**TASK STATEMENT**
Copy out every one of the entries below, changing "Example output" to "Sample output" wherever it occurs and keeping everything else the same. Leave the pictures out of your copy.
BEGIN SOURCE RECORDS
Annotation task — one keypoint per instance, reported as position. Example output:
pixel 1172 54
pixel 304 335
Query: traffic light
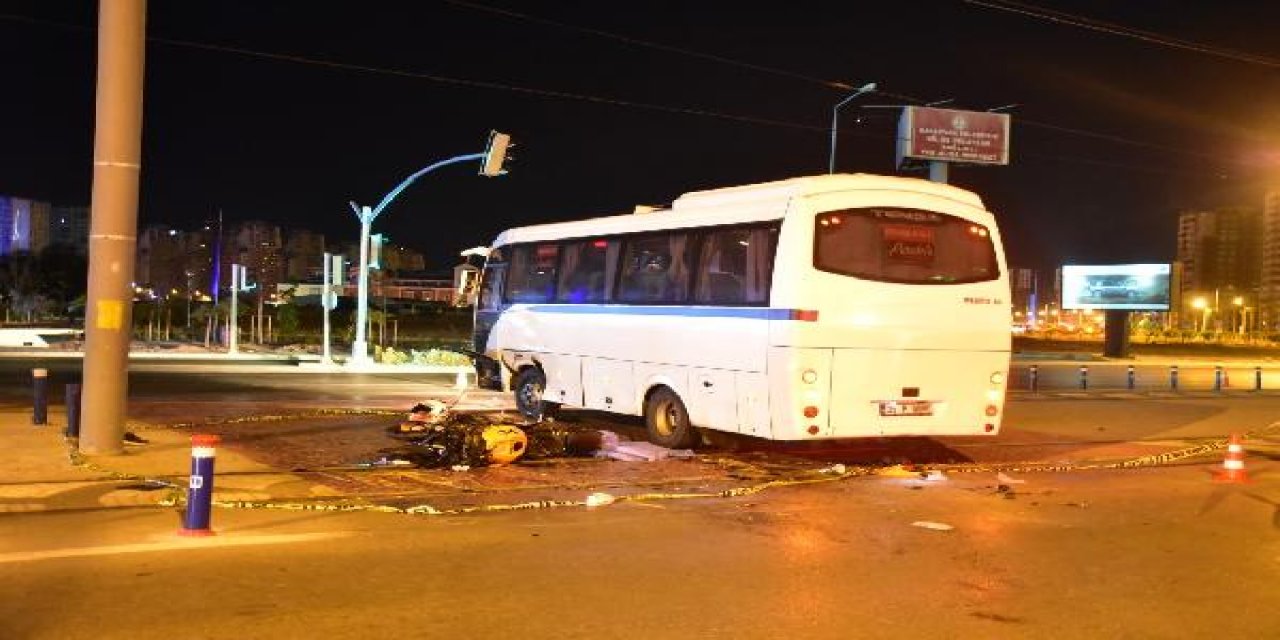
pixel 496 154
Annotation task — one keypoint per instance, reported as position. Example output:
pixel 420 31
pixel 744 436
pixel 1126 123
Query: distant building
pixel 69 225
pixel 1220 252
pixel 161 260
pixel 1269 278
pixel 304 254
pixel 16 224
pixel 255 245
pixel 1027 302
pixel 32 225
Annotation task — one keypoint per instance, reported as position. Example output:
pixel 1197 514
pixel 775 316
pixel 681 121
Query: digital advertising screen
pixel 1116 287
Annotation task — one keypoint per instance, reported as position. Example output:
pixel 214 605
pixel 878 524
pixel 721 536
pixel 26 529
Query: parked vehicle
pixel 828 306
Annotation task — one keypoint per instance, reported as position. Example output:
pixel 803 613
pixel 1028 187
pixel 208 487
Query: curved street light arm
pixel 408 181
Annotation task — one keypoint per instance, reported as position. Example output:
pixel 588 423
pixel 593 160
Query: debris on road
pixel 935 526
pixel 453 440
pixel 630 451
pixel 599 499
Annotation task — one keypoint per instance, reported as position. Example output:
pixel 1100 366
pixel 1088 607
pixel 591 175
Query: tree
pixel 19 284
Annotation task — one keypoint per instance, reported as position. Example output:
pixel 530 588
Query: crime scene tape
pixel 836 472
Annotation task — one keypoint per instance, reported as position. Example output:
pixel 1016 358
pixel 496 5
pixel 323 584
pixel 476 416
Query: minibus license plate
pixel 906 408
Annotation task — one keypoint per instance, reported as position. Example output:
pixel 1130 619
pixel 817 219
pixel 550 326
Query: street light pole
pixel 366 215
pixel 835 122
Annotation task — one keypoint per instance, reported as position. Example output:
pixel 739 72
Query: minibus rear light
pixel 804 315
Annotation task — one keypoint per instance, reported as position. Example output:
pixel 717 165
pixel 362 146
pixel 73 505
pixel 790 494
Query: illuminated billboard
pixel 952 136
pixel 1119 287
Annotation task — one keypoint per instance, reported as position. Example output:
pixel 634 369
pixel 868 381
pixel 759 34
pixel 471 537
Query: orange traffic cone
pixel 1233 465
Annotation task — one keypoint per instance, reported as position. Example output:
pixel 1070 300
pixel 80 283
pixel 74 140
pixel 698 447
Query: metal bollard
pixel 72 411
pixel 200 488
pixel 40 392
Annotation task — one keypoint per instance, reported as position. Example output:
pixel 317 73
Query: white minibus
pixel 828 306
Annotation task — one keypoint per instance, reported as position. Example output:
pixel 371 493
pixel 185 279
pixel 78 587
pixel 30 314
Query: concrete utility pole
pixel 113 224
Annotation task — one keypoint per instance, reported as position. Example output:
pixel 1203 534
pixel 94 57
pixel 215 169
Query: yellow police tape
pixel 835 472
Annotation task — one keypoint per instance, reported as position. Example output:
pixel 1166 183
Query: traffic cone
pixel 1233 465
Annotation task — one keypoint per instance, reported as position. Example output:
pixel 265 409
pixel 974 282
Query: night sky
pixel 616 104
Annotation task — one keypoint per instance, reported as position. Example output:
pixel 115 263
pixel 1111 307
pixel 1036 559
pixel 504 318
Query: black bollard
pixel 73 411
pixel 40 392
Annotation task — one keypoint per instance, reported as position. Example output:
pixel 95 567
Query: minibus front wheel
pixel 529 385
pixel 667 420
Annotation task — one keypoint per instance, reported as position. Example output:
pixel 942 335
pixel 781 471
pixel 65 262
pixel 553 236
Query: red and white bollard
pixel 200 488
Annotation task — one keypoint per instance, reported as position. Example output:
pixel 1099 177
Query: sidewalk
pixel 314 462
pixel 41 471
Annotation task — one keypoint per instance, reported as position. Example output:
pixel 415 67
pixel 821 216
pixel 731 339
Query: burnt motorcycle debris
pixel 434 437
pixel 438 438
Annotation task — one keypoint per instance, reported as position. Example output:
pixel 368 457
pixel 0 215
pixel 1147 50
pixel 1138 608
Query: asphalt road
pixel 1153 553
pixel 1060 421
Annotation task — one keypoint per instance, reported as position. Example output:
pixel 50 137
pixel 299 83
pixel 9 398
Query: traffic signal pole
pixel 113 223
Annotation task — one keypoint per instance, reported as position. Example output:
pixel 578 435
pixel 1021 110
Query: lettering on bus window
pixel 654 269
pixel 904 246
pixel 736 266
pixel 531 275
pixel 908 243
pixel 586 269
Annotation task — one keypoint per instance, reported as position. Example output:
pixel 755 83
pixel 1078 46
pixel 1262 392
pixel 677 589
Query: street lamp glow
pixel 835 122
pixel 366 215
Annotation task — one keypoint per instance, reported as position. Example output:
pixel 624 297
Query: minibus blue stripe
pixel 635 310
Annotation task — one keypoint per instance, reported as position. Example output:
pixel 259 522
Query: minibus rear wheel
pixel 529 385
pixel 667 420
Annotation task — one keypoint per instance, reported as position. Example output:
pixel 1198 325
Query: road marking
pixel 168 545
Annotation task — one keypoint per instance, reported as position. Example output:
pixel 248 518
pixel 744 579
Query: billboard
pixel 1116 287
pixel 952 136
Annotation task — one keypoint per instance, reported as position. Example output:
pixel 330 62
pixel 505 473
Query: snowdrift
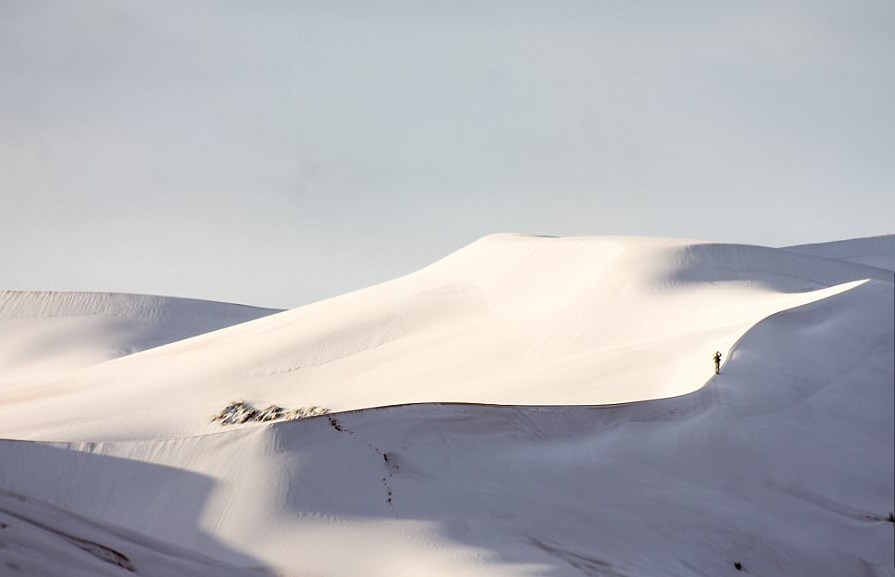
pixel 631 458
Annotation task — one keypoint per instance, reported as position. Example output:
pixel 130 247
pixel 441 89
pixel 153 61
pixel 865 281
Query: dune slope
pixel 507 320
pixel 47 334
pixel 782 464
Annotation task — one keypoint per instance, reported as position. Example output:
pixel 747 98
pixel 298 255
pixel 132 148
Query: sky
pixel 281 152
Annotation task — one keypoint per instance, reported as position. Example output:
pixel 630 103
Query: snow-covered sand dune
pixel 507 320
pixel 877 251
pixel 45 334
pixel 782 464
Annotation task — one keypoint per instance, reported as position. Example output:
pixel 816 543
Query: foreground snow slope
pixel 45 334
pixel 506 320
pixel 783 463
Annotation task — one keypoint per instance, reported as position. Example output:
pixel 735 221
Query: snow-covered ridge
pixel 780 465
pixel 46 304
pixel 876 251
pixel 43 334
pixel 508 319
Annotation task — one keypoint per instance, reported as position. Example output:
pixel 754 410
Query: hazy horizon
pixel 279 154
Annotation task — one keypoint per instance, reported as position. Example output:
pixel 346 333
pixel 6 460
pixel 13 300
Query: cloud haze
pixel 282 152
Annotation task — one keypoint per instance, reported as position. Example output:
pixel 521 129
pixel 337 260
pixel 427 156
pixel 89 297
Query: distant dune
pixel 524 406
pixel 47 333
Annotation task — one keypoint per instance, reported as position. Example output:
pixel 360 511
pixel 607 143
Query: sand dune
pixel 782 464
pixel 45 334
pixel 507 320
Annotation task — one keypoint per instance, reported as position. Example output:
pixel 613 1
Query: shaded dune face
pixel 525 406
pixel 509 320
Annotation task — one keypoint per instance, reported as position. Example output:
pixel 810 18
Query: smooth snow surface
pixel 45 334
pixel 782 463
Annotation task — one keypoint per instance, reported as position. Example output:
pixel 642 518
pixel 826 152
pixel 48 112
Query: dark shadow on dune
pixel 740 471
pixel 778 269
pixel 142 498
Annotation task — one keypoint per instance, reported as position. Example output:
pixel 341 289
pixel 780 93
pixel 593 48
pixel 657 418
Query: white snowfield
pixel 525 406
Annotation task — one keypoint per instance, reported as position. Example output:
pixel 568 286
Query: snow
pixel 43 334
pixel 526 406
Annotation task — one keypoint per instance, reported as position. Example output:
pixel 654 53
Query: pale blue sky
pixel 276 153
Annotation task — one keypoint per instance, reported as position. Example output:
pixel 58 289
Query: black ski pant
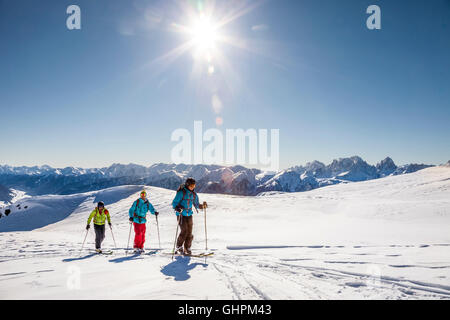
END SOURCE RECORDS
**ANSWER TO THIS EXERCISE**
Annotation task — one keypoint per instance, reported as position. Sample output:
pixel 1172 54
pixel 304 335
Query: traffic light
pixel 496 154
Annotation task — one keypoint per instance, reported as position. Sample output:
pixel 420 31
pixel 744 436
pixel 1126 123
Query: distant building
pixel 69 225
pixel 1220 252
pixel 161 260
pixel 1269 278
pixel 304 254
pixel 16 224
pixel 255 245
pixel 1027 302
pixel 32 225
Annotation task — one keypoint per instance, reported as position. Sample output:
pixel 1197 514
pixel 775 316
pixel 681 121
Query: digital advertising screen
pixel 1116 287
Annotation task — one keypoint per instance, reported as position. Sample output:
pixel 214 605
pixel 878 524
pixel 721 536
pixel 26 529
Query: parked vehicle
pixel 828 306
Annotation task — one keypoint per instance, reported as position. Sample output:
pixel 803 613
pixel 1028 187
pixel 208 487
Query: curved street light arm
pixel 408 181
Annotation task — one keypoint per instance, reported as position. Sample output:
pixel 588 423
pixel 593 160
Query: debris on road
pixel 935 526
pixel 453 440
pixel 630 451
pixel 599 499
Annotation task — one keypoint per instance, reported as position. Sample output:
pixel 1100 366
pixel 1088 607
pixel 591 175
Query: tree
pixel 19 284
Annotation task — one keypoint per instance, reported as position. Sample output:
pixel 530 588
Query: crime scene tape
pixel 836 472
Annotation task — one keypoint per instance, reported as position. Sample output:
pixel 1016 358
pixel 496 5
pixel 323 584
pixel 476 416
Query: minibus license plate
pixel 906 408
Annotation task — one keypoint per instance, reported as position. Sample output:
pixel 1130 619
pixel 817 219
pixel 550 326
Query: street light pole
pixel 366 215
pixel 835 122
Annotation task — one keypoint per instance, reported as position. Sample output:
pixel 739 72
Query: minibus rear light
pixel 804 315
Annotation task — one keypoint per instance, reported as position. Sample output:
pixel 717 165
pixel 362 146
pixel 73 505
pixel 790 494
Query: illuminated billboard
pixel 952 136
pixel 1119 287
Annotation task — one keypoint per instance, reported as position. Sample output:
pixel 634 369
pixel 868 381
pixel 759 34
pixel 471 537
Query: orange traffic cone
pixel 1233 465
Annotation task — one keypoint per instance, reported as position. Sample output:
pixel 1070 300
pixel 80 283
pixel 74 140
pixel 698 447
Query: metal bollard
pixel 72 411
pixel 200 488
pixel 40 392
Annotation task — one keypoint per instance, reported as position. Sample output:
pixel 317 73
Query: white minibus
pixel 828 306
Annotation task — one keypoint per instance, reported as position. Sample output:
pixel 371 493
pixel 185 279
pixel 78 587
pixel 30 314
Query: concrete utility pole
pixel 113 224
Annotation task — one keypoint per instance, reported as position. Sample output:
pixel 1203 534
pixel 94 57
pixel 215 169
Query: yellow police tape
pixel 835 472
Annotation task — one keypoint per instance, reported as position. Sample output:
pixel 1166 183
Query: traffic cone
pixel 1233 465
Annotation task — one keypoint per instance, reported as position. Sample output:
pixel 265 409
pixel 974 282
Query: night sky
pixel 616 104
Annotation task — one keypoint per instance, reported as position. Sample output:
pixel 115 263
pixel 1111 307
pixel 1036 559
pixel 504 318
Query: black bollard
pixel 73 411
pixel 40 392
Annotation task — one keypoint per instance, reported as position. Sample output:
pixel 95 567
Query: minibus front wheel
pixel 529 385
pixel 667 420
Annotation task — one keypoint per instance, reported as position. Sample output:
pixel 942 335
pixel 781 471
pixel 65 262
pixel 553 236
Query: red and white bollard
pixel 200 488
Annotation task — one keypoint per instance, reported as position. Sample output:
pixel 1099 177
Query: sidewalk
pixel 314 462
pixel 41 471
Annotation task — one keypoint per instance, reported as position. Sample output:
pixel 415 67
pixel 821 216
pixel 731 339
Query: burnt motorcycle debris
pixel 434 437
pixel 438 438
Annotation task — one keypoint per instance, reported as position. Sample output:
pixel 368 457
pixel 0 215
pixel 1147 50
pixel 1138 608
Query: asphalt road
pixel 1153 553
pixel 1060 421
Annotation task — one keypoint per instance, reported as position. Sample output:
pixel 50 137
pixel 299 83
pixel 9 398
Query: traffic signal pole
pixel 113 223
Annotation task — one keypoint per instance, reported as position. Sample output:
pixel 578 435
pixel 1021 110
Query: lettering on bus window
pixel 654 269
pixel 904 246
pixel 736 266
pixel 531 275
pixel 908 243
pixel 586 269
Annotation task — one keypoint per instance, reported as position. Sample output:
pixel 755 83
pixel 1078 46
pixel 1262 392
pixel 677 589
Query: street lamp glow
pixel 835 122
pixel 366 215
Annotation task — one keypoint per instance, reported as position. Sample output:
pixel 624 297
Query: minibus blue stripe
pixel 635 310
Annotation task — one keypoint per instance, reported as position. Sample output:
pixel 259 522
Query: minibus rear wheel
pixel 529 385
pixel 667 420
Annotation task — one keypoint per instance, reported as position. Sample output:
pixel 1198 325
Query: road marking
pixel 168 545
Annotation task — one keypoint per instance, reported as position. Sample output:
pixel 248 518
pixel 744 579
Query: billboard
pixel 1116 287
pixel 952 136
Annotation task — one keypoint per instance, reported as position. Sample output:
pixel 330 62
pixel 505 473
Query: snowdrift
pixel 631 458
Annotation task — one keypoint per instance, reported as position. Sample output:
pixel 130 247
pixel 441 89
pixel 153 61
pixel 865 281
Query: dune slope
pixel 507 320
pixel 47 334
pixel 782 464
Annotation task — one keypoint per instance, reported as position. Sample output:
pixel 747 98
pixel 298 255
pixel 132 148
Query: sky
pixel 281 152
Annotation task — one keypoint per instance, reported as position. Sample output:
pixel 630 103
Query: snow-covered sand dune
pixel 507 320
pixel 877 251
pixel 45 334
pixel 782 464
Annotation task — one keypoint per instance, reported as position. Sample output:
pixel 816 543
Query: foreground snow slope
pixel 45 334
pixel 506 320
pixel 783 463
Annotation task — one keypoint per instance, reported as position. Sample output:
pixel 735 221
Query: snow-covered ridge
pixel 780 465
pixel 46 304
pixel 876 251
pixel 43 334
pixel 508 319
Annotation task — one keypoint per instance, reported as position. Sample output:
pixel 754 410
Query: hazy horizon
pixel 279 154
Annotation task — one keypoint per instance, reported as position. Sample output:
pixel 346 333
pixel 6 460
pixel 13 300
Query: cloud haze
pixel 282 152
Annotation task — one keypoint per instance, reported as position. Sample output:
pixel 521 129
pixel 337 260
pixel 427 156
pixel 89 297
Query: distant dune
pixel 524 406
pixel 47 333
Annotation task — one keypoint per instance, reported as position. Sample output:
pixel 360 511
pixel 607 143
Query: sand dune
pixel 782 464
pixel 45 334
pixel 507 320
Annotation task — one keypoint per instance, reported as position. Sample output:
pixel 613 1
Query: shaded dune face
pixel 525 406
pixel 509 320
Annotation task — one keypoint per instance, reported as position. Sample output:
pixel 810 18
Query: smooth snow surface
pixel 45 334
pixel 782 463
Annotation task — one keypoint per instance, reported as position. Sample output:
pixel 642 518
pixel 826 152
pixel 48 112
Query: dark shadow on dune
pixel 740 471
pixel 778 269
pixel 142 498
Annotation task — one keypoint per instance, reported as position. Sample output:
pixel 341 289
pixel 780 93
pixel 593 48
pixel 657 418
Query: white snowfield
pixel 525 406
Annotation task — one keypoint per instance, reported as position. Sample output:
pixel 568 286
Query: snow
pixel 43 334
pixel 526 406
Annotation task — one keypoint per instance, reported as position. Sample output:
pixel 654 53
Query: pale blue sky
pixel 276 153
Annotation task — one keypoint per instance, reported as position. Sample output:
pixel 58 289
Query: black ski pant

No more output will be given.